Texto para analizar =

____

Desde hace algún tiempo, usuarios artemiseños en redes sociales han enviado a Periódico Artemisa las fotos del pan recibido en sus respectivas bodegas. Pequeños, mal cocidos y con indudable falta de ingredientes, viajan por el mundo digital estos ensayos de alimento que —más que constituir el alivio necesario para las meriendas— son ya un dolor de cabeza por la poca calidad con que se elaboran.
Y no sirven de excusa las carencias materiales, porque también hemos recibido fotos de panes rozagantes y frescos, elaborados los días de visitas o “inspecciones sorpresivas”; en esos no es tan visible el impacto del bloqueo o las mellas a causa de la sustitución de un ingrediente por otro.
Esos panes especiales, y los del día a día, son la evidencia de una falta de respeto al consumidor, que no por habitual ha de convertirse en ley.
Si alguna producción ha protegido el Estado ha sido esa, por su importancia en el hogar para el desayuno o las meriendas de niños y adultos mayores, fundamentalmente, y porque ante las carencias para producir el liberado, este que llega por norma es la única vía equitativa para que cada ciudadano reciba al menos uno a diario.
Hablamos de un alimento muy demandado y necesario en el mundo, no tanto por sus aportes nutricionales, pero sí preferido por los niños. Existe desde la antigüedad, e incluso es tanta su preponderancia que muchos utilizan la expresión “ganarse el pan”… como sinónimo de trabajar duro en pos de obtener lo necesario para el sustento.
Es entonces parte de ese sustento merecido por quienes día a día se levantan temprano para estudiar o trabajar. Cuanto se produce en las panaderías artemiseñas, tiene como destino el niño de casa, la doctora del consultorio, el mecánico, la maestra… Y eso merece un respeto, más allá del llevado y traído respeto al consumidor.
Recuerdo que conocí el verdadero pan de 80 gramos durante las primeras semanas del ordenamiento, cuando pasó de costar cinco centavos a un peso. Luego fue mermando hasta llegar al de hoy.
Por aquellos días, cuando el pan venía “malo”, no lo aceptaban en la bodega. Tampoco fue la solución. Al final, no comprábamos pan ese día y ¡con buena suerte! lo reponían al otro, pero el mal de quedarse sin el producto un día era mayor.
Fuimos aceptando poco a poco que el pan no sería el mismo, hasta rozar con este que muchos recibimos hoy, inaceptable y hasta intragable a veces.

____

Registros de datos =
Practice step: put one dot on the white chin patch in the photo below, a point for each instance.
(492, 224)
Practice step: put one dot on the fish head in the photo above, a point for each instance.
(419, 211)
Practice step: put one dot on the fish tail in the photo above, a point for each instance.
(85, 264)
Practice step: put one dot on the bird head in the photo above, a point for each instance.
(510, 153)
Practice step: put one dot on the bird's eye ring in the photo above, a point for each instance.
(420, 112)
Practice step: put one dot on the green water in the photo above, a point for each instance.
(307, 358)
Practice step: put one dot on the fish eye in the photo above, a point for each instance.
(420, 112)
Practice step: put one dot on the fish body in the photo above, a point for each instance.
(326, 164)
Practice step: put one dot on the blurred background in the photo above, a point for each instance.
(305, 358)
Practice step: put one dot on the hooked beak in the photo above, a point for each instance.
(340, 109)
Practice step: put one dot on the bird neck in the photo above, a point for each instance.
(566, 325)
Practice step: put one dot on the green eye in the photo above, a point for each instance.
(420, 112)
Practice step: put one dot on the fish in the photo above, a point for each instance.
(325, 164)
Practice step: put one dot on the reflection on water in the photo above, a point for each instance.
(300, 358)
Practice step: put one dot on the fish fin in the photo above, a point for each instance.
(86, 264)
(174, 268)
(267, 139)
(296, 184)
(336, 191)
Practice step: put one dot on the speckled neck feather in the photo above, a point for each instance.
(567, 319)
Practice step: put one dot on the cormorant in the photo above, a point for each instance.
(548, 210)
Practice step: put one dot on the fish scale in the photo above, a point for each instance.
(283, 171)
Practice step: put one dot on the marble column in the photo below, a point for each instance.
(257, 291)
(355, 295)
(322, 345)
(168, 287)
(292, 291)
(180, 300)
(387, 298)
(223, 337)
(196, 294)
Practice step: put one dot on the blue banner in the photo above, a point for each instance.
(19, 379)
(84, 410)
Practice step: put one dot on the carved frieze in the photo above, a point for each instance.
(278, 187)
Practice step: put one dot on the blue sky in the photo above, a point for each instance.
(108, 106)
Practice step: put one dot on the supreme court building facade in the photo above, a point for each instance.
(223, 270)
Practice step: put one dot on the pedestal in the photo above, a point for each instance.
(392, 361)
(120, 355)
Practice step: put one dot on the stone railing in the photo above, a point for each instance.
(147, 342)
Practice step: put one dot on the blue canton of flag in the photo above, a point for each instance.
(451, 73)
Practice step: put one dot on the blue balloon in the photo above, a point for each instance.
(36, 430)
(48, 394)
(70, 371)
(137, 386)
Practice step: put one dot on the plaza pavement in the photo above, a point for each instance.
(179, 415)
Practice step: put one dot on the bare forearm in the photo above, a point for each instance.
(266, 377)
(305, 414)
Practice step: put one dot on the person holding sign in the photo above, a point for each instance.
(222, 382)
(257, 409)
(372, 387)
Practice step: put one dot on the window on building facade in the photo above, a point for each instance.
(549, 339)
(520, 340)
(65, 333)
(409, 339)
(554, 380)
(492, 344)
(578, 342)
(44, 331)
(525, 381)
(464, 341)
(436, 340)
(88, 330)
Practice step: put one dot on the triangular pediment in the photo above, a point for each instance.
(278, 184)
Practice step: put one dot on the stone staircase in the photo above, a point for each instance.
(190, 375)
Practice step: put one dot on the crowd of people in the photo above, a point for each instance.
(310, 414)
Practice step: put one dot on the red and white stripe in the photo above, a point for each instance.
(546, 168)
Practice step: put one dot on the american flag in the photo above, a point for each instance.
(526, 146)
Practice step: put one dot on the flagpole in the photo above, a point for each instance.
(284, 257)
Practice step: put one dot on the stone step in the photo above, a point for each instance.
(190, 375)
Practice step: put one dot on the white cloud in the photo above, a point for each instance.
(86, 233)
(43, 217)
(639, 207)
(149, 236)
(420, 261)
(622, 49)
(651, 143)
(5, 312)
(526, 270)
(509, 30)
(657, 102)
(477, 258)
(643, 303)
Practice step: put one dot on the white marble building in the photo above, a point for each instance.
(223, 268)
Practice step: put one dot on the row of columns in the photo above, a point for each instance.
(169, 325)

____

Consignas del ejercicio =
• a. Según el texto sobre el pan, ¿cuánto costaba el pan de 80 gramos antes de las primeras semanas del ordenamiento y cuánto pasó a costar?
• b. Indica si cada afirmación concuerda con el texto sobre el pan y respalda tu respuesta con las palabras exactas del texto.
(i) Usuarios de redes sociales han enviado a Periódico Artemisa fotos del pan que reciben en las bodegas.
(ii) El pan es un alimento muy demandado sobre todo por sus aportes nutricionales.
(iii) Cuando no se aceptaba en la bodega el pan que venía “malo”, el problema quedaba resuelto.
• c. Extrae del texto sobre el pan el fragmento que va desde “Hablamos de un” hasta “para el sustento.”.

Resultados obtenidos =
• a. Pasó de costar cinco centavos a un peso.

• b.
(i) Sí: “usuarios artemiseños en redes sociales han enviado a Periódico Artemisa las fotos del pan recibido en sus respectivas bodegas”.
(ii) No: “no tanto por sus aportes nutricionales, pero sí preferido por los niños”.
(iii) No: “Tampoco fue la solución.”

• c.
Hablamos de un alimento muy demandado y necesario en el mundo, no tanto por sus aportes nutricionales, pero sí preferido por los niños. Existe desde la antigüedad, e incluso es tanta su preponderancia que muchos utilizan la expresión “ganarse el pan”… como sinónimo de trabajar duro en pos de obtener lo necesario para el sustento.